-- Exercise goal --
Give back only the lines in the records below from the one with "Query: notched lapel" to the one with "Query: suit lapel", both inclusive, word for word.

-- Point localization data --
==*==
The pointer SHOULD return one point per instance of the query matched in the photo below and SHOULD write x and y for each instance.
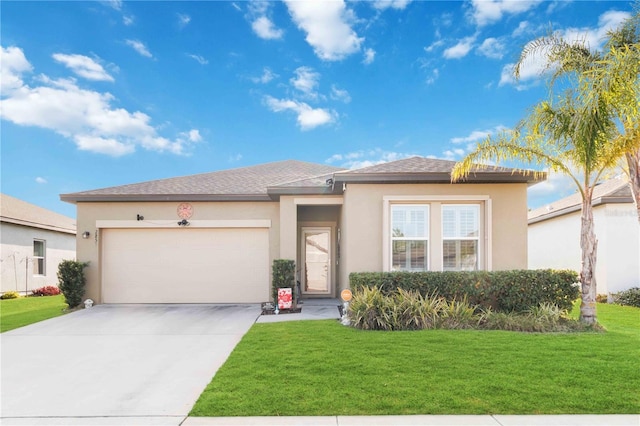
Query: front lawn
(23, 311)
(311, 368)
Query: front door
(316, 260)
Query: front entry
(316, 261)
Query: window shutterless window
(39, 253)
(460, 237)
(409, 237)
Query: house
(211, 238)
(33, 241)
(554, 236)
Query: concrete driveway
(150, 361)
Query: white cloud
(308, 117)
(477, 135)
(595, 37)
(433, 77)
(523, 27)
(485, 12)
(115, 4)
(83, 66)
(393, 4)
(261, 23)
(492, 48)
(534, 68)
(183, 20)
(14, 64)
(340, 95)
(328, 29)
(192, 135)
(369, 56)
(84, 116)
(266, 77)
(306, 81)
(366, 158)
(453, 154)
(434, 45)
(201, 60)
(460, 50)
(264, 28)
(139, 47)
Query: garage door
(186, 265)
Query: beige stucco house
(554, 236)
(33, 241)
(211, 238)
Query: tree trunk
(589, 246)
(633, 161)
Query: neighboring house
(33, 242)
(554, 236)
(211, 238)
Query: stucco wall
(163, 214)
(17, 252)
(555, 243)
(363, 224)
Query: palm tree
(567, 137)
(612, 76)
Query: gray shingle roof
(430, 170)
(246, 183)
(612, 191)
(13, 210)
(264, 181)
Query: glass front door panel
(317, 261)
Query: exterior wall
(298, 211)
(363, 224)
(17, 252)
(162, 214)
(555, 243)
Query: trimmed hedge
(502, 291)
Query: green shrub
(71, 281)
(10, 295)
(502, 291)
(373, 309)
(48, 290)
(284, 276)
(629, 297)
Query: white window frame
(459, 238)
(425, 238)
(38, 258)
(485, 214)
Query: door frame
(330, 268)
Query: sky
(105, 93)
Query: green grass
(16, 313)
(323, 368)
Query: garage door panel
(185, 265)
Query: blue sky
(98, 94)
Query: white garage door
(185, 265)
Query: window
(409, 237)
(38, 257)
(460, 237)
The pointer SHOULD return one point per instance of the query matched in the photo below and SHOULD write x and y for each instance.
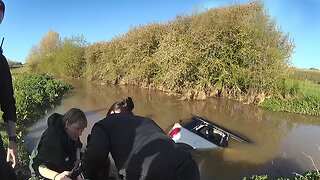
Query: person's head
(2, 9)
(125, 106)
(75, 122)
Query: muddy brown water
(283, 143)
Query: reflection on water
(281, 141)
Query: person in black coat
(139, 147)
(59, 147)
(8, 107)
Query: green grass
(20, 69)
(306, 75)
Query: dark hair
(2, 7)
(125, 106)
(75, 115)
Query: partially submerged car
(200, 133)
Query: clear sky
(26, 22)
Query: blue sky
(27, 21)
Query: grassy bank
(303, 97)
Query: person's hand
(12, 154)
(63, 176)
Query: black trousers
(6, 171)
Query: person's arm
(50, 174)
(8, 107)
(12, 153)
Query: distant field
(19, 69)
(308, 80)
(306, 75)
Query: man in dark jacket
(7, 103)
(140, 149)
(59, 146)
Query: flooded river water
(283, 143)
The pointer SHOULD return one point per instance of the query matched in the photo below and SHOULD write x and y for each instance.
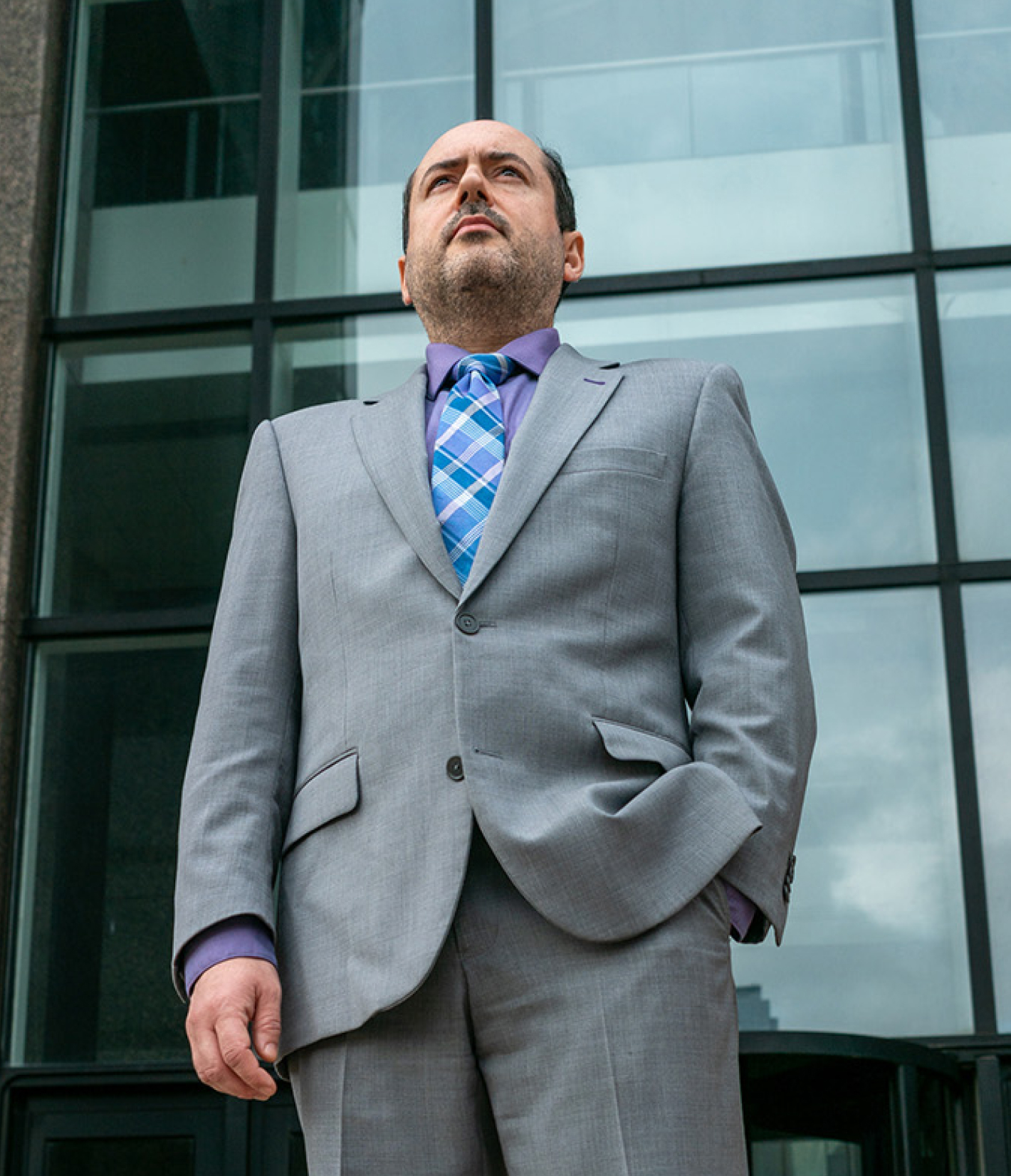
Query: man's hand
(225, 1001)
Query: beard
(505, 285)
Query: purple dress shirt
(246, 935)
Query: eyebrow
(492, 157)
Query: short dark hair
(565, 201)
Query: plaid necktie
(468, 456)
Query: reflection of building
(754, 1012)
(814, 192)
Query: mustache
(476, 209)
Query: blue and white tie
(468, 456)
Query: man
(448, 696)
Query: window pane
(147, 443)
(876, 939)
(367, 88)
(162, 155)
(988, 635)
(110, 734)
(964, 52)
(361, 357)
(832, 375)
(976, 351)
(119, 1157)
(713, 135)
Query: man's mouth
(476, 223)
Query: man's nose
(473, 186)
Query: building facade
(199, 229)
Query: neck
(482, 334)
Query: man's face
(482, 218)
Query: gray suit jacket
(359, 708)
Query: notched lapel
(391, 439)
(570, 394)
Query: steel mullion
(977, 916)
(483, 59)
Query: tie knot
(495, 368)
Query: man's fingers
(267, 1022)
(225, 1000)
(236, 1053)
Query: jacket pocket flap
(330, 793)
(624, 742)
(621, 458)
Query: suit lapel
==*==
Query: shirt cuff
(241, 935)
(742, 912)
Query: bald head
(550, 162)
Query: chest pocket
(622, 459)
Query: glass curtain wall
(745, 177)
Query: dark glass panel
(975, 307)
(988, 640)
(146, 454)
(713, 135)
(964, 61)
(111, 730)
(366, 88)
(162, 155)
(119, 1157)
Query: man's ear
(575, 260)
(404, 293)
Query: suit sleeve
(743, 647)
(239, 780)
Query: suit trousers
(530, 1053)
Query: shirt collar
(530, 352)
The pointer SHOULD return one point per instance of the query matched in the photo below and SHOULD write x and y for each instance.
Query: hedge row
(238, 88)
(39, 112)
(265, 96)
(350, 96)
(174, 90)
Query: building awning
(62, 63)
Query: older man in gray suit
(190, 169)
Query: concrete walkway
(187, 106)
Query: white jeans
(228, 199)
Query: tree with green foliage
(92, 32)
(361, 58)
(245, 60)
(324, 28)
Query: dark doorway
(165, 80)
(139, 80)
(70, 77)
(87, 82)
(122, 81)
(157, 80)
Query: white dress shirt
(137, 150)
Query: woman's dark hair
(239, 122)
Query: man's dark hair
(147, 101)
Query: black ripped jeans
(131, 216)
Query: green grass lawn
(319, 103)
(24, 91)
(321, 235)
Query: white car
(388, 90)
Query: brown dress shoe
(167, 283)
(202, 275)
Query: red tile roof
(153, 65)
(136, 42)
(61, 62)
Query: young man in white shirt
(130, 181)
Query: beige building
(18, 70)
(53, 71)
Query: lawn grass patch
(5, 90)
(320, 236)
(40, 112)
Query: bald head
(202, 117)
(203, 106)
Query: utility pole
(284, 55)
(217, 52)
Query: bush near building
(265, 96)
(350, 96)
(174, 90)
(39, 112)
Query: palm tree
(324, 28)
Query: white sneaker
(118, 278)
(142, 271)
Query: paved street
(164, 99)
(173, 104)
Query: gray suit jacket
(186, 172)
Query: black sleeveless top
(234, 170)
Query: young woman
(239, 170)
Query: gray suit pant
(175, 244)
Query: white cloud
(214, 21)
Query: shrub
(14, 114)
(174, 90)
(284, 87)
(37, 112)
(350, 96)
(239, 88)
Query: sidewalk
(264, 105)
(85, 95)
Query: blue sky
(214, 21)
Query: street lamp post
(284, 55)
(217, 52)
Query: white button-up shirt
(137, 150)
==*==
-- Written solution --
Query: notched lapel
(391, 439)
(570, 394)
Query: steel mullion
(977, 916)
(483, 59)
Query: tie knot
(495, 368)
Query: man's fingers
(267, 1022)
(225, 1000)
(236, 1053)
Query: jacket pocket flap
(330, 793)
(624, 742)
(621, 458)
Query: suit lapel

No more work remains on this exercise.